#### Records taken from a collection
╔══

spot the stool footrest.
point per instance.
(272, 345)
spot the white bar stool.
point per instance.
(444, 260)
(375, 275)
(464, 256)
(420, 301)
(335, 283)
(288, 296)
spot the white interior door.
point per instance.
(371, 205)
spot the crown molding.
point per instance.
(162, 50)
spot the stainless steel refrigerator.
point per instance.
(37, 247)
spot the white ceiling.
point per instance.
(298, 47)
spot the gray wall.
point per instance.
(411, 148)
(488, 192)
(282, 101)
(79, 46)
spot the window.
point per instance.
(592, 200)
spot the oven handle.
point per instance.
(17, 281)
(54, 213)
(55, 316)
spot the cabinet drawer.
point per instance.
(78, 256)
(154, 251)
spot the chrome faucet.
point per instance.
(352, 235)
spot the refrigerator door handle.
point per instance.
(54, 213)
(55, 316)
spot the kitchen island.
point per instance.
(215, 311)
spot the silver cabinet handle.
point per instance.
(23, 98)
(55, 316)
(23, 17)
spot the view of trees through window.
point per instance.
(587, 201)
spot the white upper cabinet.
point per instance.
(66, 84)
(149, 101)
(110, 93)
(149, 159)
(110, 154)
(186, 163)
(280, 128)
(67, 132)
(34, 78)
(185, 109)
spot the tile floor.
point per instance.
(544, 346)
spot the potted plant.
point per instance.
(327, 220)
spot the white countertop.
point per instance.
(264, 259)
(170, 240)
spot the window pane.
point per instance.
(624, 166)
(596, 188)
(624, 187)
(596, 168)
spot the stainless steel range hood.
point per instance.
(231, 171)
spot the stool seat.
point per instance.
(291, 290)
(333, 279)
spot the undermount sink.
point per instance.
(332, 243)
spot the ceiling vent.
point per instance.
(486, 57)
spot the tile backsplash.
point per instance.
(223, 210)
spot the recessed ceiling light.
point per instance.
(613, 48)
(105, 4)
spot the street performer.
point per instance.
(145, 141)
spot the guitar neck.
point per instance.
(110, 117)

╚══

Replace every "spot" in the items above with "locate", and give all the items again with nothing else changed.

#### Finished exercise
locate the stool footrest.
point per instance.
(272, 345)
locate the white bar stool.
point per instance.
(444, 260)
(375, 275)
(464, 256)
(420, 301)
(335, 283)
(288, 296)
locate the white interior door.
point per instance.
(371, 205)
locate the crown molding.
point per instance.
(162, 50)
locate the stainless steel refrigerator.
point per instance.
(37, 247)
locate the white ceiling.
point per instance.
(298, 47)
locate the gray wall.
point per instance.
(411, 148)
(488, 192)
(282, 101)
(79, 46)
locate the window.
point per instance.
(592, 200)
locate the oven handle.
point per instance.
(17, 281)
(54, 213)
(55, 316)
locate the cabinet drawer.
point per instance.
(78, 256)
(154, 251)
locate the chrome faucet.
point per instance.
(352, 235)
locate the refrigerator door handle.
point per instance.
(54, 213)
(55, 316)
locate the kitchen island.
point per instance.
(215, 311)
locate the silver cabinet handle.
point per instance.
(23, 98)
(55, 316)
(23, 17)
locate the view of trees through window.
point per instance.
(587, 201)
locate the white upper cabinet.
point per instance.
(66, 84)
(149, 101)
(110, 93)
(149, 159)
(110, 154)
(186, 163)
(280, 128)
(67, 132)
(34, 78)
(185, 109)
locate the tile floor.
point per instance.
(544, 346)
locate the potted plant.
point per instance.
(327, 220)
locate the white countertop.
point per instance.
(264, 259)
(170, 240)
locate the window pane.
point per instance.
(624, 166)
(596, 188)
(624, 187)
(596, 168)
locate the stainless steel range hood.
point per instance.
(231, 171)
locate the stool seat.
point per instance.
(291, 290)
(333, 279)
locate the undermount sink.
point per instance.
(332, 243)
locate the ceiling vent.
point per instance.
(486, 57)
locate the tile backsplash.
point per instance.
(223, 210)
locate the recessed ceiling light.
point per instance.
(613, 48)
(105, 4)
locate the street performer.
point per instance.
(145, 141)
locate the guitar neck.
point per instance.
(110, 117)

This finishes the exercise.